Exercise data:
[BEGIN]
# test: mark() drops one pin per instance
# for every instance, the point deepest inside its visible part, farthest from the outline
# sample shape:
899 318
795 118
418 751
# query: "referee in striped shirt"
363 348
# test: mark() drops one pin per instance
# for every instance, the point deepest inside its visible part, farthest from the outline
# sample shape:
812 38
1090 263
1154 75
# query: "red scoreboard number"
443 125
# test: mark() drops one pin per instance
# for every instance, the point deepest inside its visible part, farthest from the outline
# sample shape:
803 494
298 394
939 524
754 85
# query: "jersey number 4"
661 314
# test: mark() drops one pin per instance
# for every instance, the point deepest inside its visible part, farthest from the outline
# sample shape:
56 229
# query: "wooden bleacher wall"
[END]
Problem description: Reproduce every line of the records above, requests included. Multiply each point coordinate in the answers by 2.05 and round to the nearest whole number, with halves rounding up. Leave the numbers in the requests and their sample shapes as they are.

Answer in full:
# test: mark() drops one pin per instance
# for every instance, the point deepest inside its visible part, farthest from the outline
# sample shape:
899 318
795 118
418 751
# query: "referee in striped shirt"
744 713
# test: mark() drops one pin per instance
# for every instance, the point deepest inside its visible part, farthest from the outline
# sample shape:
812 38
1090 263
1154 75
# query: "red scoreboard number"
908 256
# test: mark() drops one pin per instance
# for every instance, the point deepest inside its visible part, farthest from the outline
# sample shape:
803 494
298 394
939 524
754 85
# query: "jersey number 4"
1355 644
# test: mark() drops one pin per instance
# for every instance, the point deepest inside its visible part, farthest from the outline
# sample shape:
56 229
# query: "wooden bleacher wall"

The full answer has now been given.